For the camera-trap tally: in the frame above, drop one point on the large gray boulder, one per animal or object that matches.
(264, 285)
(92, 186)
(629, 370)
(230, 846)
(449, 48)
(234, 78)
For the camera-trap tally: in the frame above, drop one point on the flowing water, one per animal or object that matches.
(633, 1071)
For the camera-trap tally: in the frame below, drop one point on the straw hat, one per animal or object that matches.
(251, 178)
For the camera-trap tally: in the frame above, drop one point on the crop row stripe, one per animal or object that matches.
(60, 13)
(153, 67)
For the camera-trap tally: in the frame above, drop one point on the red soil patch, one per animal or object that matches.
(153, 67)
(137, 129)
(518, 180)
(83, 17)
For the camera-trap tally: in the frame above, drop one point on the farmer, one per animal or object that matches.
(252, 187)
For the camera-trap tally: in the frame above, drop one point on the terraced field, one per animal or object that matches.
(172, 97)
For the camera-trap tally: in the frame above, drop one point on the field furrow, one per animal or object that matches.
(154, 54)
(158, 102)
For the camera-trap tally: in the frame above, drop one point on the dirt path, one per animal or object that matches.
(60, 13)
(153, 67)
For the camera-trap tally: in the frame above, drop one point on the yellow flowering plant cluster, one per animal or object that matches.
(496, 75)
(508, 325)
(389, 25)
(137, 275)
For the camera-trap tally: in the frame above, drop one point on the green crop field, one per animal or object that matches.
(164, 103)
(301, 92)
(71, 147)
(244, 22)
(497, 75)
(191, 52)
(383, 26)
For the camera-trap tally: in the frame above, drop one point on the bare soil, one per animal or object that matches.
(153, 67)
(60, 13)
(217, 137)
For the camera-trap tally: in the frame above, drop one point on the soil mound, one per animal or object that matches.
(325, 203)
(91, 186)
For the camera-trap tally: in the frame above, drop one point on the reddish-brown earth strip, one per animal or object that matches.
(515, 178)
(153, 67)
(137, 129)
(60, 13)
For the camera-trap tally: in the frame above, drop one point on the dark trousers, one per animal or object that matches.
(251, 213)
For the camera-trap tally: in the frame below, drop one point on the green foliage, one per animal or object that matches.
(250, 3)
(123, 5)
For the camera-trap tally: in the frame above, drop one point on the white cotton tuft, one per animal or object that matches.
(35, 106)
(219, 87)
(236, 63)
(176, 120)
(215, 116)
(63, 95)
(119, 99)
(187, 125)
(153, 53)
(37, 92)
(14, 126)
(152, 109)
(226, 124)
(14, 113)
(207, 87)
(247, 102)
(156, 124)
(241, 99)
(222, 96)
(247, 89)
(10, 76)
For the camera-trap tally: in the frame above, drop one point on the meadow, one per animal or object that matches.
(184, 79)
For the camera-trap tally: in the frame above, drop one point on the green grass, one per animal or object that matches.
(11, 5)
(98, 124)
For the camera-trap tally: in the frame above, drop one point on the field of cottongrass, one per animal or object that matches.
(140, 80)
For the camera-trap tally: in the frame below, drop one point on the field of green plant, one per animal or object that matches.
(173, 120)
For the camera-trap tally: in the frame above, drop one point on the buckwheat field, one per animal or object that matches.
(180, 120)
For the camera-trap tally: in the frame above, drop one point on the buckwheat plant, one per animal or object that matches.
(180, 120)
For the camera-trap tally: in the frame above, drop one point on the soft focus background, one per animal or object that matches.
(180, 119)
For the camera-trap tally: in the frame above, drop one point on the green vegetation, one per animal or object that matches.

○ ○ ○ ○ ○

▶ [Aim of the task]: Retype every record exactly, omitting nothing.

▶ [Problem solution]:
For the camera-trap tally: in the frame above, drop one point on the large gray boulder, one per animal or object that matches.
(264, 285)
(92, 186)
(629, 370)
(230, 846)
(449, 48)
(234, 78)
For the camera-trap tally: in the frame above, drop one point on the flowing water, one per animal or object that matches.
(633, 1071)
For the camera-trap tally: in the frame below, drop one point on the straw hat, one per animal or object that matches.
(251, 178)
For the camera-trap tally: in the frame above, drop one point on the crop row stripe, one per animal or object that matches.
(60, 13)
(153, 67)
For the camera-trap tally: in the frame above, drop one point on the red soil patch, one per animal or object that matches.
(153, 67)
(137, 129)
(518, 180)
(83, 17)
For the camera-trap tally: in the frame above, drop one point on the farmer, one per animal or object that matches.
(252, 187)
For the camera-trap tally: in the frame above, drop one point on the terraced field, one per animal or object that matches.
(172, 97)
For the camera-trap tally: in the frame above, drop one point on the field furrow, one per animal or object that matches.
(154, 54)
(158, 102)
For the camera-trap tally: in the frame above, drop one point on the dirt path, one per animal or object that matches.
(60, 13)
(153, 67)
For the camera-trap tally: in the frame above, drop one point on the yellow flowering plant cluster, one per animal or object that matches.
(496, 75)
(508, 325)
(389, 25)
(137, 275)
For the camera-trap tally: in the frame above, drop one point on the green crop field, one per animal or object that matches.
(164, 103)
(301, 92)
(71, 147)
(244, 22)
(497, 75)
(191, 52)
(383, 26)
For the camera-trap tally: in the frame above, drop one point on the bare soil, one per animal or object that matches.
(153, 67)
(60, 13)
(217, 137)
For the camera-trap tally: in the frame above, drop one point on the soil mound, one per animal or object that matches.
(325, 203)
(91, 186)
For the camera-trap tally: in the frame above, drop one point on the reddish-brown earth strip, one per animal or object that matches.
(515, 178)
(153, 67)
(137, 129)
(60, 13)
For the camera-trap tally: in the frame above, drop one point on the dark trousers, one per animal or object that matches.
(251, 213)
For the camera-trap tally: in the frame below, drop one point on the green foliage, one per animal or object that matches.
(250, 3)
(123, 5)
For the camera-trap tally: in the frame above, drop one point on the white cotton tuft, one per animal or object that matches.
(35, 106)
(219, 87)
(236, 63)
(176, 120)
(215, 116)
(63, 95)
(119, 99)
(187, 125)
(153, 53)
(37, 92)
(14, 126)
(152, 109)
(226, 124)
(14, 113)
(207, 87)
(247, 102)
(156, 124)
(241, 99)
(222, 96)
(247, 89)
(10, 76)
For the camera-trap tally: in the frame above, drop one point on the meadow, one per animal or object that matches.
(184, 79)
For the camera-trap tally: in the frame above, drop one point on the green grass, one per animal or object that matches.
(11, 5)
(98, 124)
For the camera-trap tally: in the frame above, drop one point on the field of cottongrass, one per animal or object that matches.
(140, 80)
For the camera-trap tally: in the frame below, drop one point on the field of green plant, one per animal or object that matches.
(173, 120)
For the camera-trap tally: in the frame above, drop one point on the buckwheat field, one per animal or object that matches.
(180, 120)
For the camera-trap tally: in the frame above, drop one point on the buckwheat plant, one per animal or object that matches.
(180, 120)
For the camera-trap tally: in the frame above, drop one point on the soft focus background, one per animal or object that matches.
(180, 119)
For the camera-trap tally: in the frame above, drop one point on the green vegetation, one per animal or object that matches.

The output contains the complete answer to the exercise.